Extract, verbatim, all lines starting at the one containing "Point to the red" and ending with the final line of the listing, and no others.

(Data supplied begins)

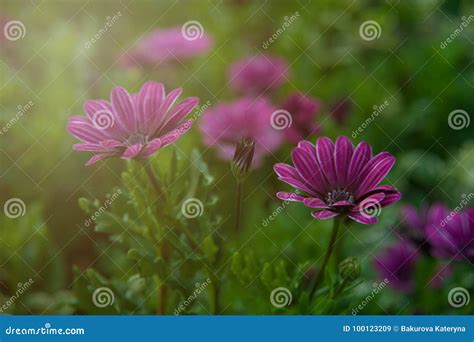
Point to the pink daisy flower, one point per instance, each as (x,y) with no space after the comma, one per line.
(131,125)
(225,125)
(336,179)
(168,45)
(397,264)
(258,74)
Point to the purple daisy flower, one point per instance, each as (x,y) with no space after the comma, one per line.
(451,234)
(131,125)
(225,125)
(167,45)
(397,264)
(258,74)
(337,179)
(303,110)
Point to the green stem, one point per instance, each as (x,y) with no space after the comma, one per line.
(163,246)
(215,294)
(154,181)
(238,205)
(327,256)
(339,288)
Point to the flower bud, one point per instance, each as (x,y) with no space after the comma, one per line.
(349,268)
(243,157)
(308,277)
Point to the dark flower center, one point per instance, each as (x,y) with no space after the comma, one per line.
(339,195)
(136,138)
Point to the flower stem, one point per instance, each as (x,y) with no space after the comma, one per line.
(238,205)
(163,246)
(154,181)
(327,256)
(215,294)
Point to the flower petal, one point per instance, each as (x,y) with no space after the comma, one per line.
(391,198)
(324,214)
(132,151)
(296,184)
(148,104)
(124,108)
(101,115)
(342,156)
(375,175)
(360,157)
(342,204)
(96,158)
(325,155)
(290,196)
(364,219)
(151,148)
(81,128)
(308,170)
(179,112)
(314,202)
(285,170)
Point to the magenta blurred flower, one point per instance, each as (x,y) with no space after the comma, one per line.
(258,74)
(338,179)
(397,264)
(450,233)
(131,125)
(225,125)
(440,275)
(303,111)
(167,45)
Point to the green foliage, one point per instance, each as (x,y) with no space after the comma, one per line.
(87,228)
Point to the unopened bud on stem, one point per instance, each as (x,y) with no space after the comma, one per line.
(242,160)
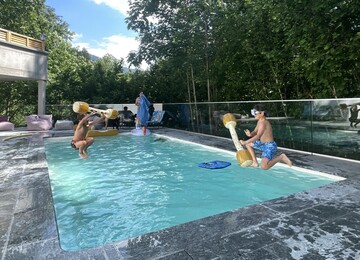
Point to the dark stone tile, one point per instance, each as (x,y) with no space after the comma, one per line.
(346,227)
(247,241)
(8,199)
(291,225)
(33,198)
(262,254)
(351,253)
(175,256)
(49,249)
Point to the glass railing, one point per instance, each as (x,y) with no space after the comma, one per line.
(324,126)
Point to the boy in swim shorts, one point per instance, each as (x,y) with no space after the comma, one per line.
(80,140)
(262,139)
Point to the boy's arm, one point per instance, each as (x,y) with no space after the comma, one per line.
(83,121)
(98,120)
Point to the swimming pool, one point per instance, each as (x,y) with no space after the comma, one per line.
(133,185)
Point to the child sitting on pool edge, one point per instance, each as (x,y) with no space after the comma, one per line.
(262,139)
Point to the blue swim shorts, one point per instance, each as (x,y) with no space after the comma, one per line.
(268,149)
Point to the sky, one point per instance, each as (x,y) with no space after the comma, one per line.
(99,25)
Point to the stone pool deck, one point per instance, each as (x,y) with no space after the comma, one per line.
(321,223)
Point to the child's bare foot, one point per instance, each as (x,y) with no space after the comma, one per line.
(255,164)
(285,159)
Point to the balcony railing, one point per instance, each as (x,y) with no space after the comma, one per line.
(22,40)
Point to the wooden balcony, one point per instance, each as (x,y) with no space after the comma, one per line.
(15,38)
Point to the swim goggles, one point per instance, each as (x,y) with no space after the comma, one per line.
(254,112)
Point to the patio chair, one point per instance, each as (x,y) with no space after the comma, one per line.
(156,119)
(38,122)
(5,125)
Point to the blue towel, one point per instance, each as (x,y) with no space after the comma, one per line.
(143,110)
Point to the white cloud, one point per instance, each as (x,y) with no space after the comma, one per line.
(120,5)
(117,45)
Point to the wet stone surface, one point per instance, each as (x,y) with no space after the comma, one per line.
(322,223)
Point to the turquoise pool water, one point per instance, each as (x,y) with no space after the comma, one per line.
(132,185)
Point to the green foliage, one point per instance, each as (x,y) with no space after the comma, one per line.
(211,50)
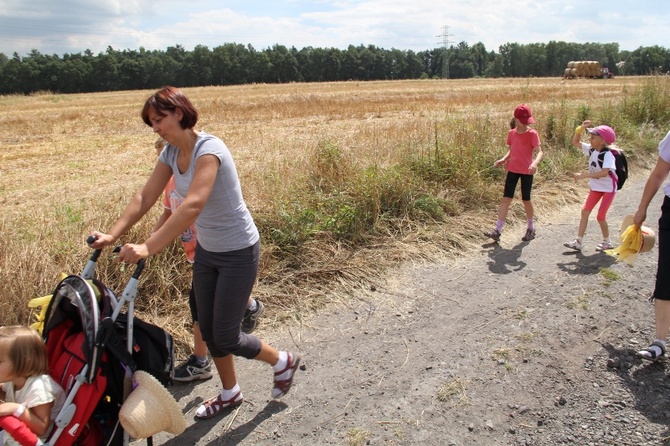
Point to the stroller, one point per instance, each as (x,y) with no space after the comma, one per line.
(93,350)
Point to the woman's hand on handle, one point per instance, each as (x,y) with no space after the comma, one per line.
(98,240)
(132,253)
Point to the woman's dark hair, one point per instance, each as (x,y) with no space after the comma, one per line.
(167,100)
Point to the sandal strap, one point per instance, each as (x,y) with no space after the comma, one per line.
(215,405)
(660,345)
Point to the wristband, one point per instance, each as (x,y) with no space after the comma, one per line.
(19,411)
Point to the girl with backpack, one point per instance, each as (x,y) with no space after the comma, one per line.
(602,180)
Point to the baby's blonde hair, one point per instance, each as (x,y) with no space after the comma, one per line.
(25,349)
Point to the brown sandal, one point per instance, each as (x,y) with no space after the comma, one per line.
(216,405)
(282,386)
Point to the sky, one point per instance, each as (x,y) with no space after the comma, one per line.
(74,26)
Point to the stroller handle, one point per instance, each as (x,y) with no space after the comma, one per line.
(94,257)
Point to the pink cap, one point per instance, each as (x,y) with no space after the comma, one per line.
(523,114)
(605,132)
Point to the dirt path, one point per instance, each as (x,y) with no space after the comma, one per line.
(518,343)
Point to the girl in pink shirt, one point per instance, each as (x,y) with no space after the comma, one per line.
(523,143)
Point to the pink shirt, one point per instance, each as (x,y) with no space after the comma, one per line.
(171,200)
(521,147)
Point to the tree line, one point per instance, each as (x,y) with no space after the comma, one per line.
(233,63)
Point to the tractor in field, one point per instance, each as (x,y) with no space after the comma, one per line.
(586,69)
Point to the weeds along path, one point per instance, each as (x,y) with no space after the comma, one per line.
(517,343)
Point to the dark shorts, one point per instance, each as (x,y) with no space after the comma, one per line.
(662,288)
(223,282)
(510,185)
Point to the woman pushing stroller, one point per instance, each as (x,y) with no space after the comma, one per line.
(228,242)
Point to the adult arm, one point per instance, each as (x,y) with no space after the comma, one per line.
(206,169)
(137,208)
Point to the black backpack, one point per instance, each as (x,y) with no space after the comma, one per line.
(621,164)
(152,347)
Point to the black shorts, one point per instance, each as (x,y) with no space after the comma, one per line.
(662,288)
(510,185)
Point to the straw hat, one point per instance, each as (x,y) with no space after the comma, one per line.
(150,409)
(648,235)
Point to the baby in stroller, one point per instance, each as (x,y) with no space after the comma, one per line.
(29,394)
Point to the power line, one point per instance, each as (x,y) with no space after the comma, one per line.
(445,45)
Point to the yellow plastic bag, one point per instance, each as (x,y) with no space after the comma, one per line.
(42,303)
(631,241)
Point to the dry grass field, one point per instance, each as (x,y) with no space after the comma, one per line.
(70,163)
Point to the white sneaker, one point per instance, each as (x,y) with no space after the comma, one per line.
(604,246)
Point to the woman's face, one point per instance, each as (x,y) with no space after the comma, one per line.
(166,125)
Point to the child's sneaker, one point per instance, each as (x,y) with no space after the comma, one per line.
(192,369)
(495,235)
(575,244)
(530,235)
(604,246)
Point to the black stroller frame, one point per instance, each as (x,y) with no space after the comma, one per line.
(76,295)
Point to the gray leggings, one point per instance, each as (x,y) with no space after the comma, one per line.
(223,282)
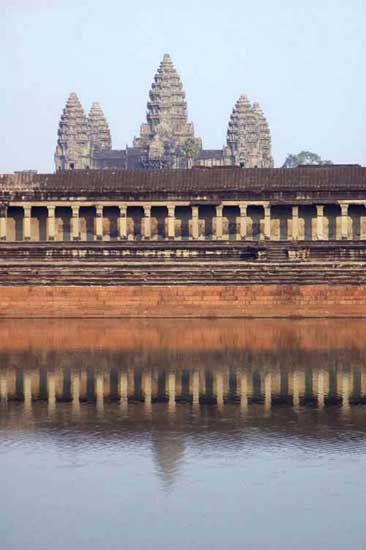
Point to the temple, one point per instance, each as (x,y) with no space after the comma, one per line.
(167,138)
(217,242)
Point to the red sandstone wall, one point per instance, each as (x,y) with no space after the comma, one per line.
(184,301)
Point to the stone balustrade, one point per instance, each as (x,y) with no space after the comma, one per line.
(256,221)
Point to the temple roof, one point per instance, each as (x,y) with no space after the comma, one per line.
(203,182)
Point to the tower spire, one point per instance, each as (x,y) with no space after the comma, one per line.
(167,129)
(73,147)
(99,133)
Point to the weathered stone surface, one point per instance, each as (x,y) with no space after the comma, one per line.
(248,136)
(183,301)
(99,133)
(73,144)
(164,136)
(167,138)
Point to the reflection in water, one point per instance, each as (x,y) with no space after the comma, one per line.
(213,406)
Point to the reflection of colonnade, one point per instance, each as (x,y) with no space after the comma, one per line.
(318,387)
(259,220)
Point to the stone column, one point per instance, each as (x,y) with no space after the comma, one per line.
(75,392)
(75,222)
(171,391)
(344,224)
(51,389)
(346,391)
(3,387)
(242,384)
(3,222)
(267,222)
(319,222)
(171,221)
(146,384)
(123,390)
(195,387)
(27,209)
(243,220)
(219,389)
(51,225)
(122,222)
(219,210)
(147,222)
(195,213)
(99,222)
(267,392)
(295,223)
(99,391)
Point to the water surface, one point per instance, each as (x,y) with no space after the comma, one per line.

(Data supplied ends)

- _Completed exercise_
Point to the red sandstone wall, one point per instance, each as (x,y) with no space after the comma, one per line.
(184,301)
Point to the stone balustrade, one point per instance, each as (x,y) with no space after the comma, one per line.
(256,221)
Point to the temple roof, one point per instance, each as (x,y) with no space after the comma, one per line.
(203,182)
Point to the tower spire, one point per instance, each as (x,y) with no space after the comma, one per line.
(167,129)
(73,147)
(99,133)
Point to the weathered stone surface, one point per instance, each as (x,y) with no space after the comma, one per line.
(248,136)
(183,301)
(99,133)
(73,144)
(164,136)
(167,138)
Point to the reflection in water, one point per instance, each as (x,y) with no space after the comma, one per line.
(213,406)
Point to the reflection of colonnade, one point per instance, each as (x,y) with no space after the comma, one per line.
(318,387)
(259,220)
Point to the stone column, one point per instance, each as (x,y) with no space after the comma, one per line.
(75,392)
(75,222)
(171,391)
(344,224)
(51,389)
(346,391)
(3,387)
(242,384)
(3,222)
(267,222)
(319,222)
(171,221)
(146,384)
(123,390)
(195,387)
(27,209)
(243,220)
(219,389)
(51,225)
(122,222)
(219,210)
(147,222)
(195,213)
(99,222)
(267,392)
(295,223)
(99,391)
Point to the water surface, one point per instance, each as (x,y) with no space after the comma, one per line.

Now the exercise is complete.